Which lines run from the line containing "Where can the riverbank" through the end of the records below? Reproduce them exactly, and nothing else.

= Beginning of Section =

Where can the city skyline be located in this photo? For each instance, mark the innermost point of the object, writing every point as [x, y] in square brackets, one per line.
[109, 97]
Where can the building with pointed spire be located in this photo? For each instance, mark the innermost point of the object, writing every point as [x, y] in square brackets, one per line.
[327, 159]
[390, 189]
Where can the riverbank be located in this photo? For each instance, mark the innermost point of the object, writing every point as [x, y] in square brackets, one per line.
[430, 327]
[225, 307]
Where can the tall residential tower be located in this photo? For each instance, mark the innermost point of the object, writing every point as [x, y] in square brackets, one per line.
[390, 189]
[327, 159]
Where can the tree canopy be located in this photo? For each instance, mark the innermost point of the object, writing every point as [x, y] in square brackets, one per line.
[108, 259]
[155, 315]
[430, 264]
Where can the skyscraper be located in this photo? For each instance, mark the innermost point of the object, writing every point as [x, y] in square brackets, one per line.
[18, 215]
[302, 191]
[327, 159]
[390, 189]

= End of Section =

**Expected answer:**
Where can the riverbank be located in this photo? For each instance, mark the innermost point of the object, writing every point as [x, y] in square brackets, one per line.
[430, 327]
[225, 307]
Where can the tall residential tower be located in this photo? For each instance, mark the innermost point of the object, writing every point as [x, y] in square brackets, one per line.
[390, 189]
[327, 159]
Where can the tree canopy be located in this photo? For each instance, mark the innermost point of the object, writing every point as [x, y] in square brackets, one per line.
[108, 259]
[155, 315]
[430, 264]
Where can the skyscraper be located in this photo? For each instance, mark the innermost point of the object, writing every point as [x, y] in square brackets, one per line.
[18, 215]
[302, 191]
[327, 159]
[390, 189]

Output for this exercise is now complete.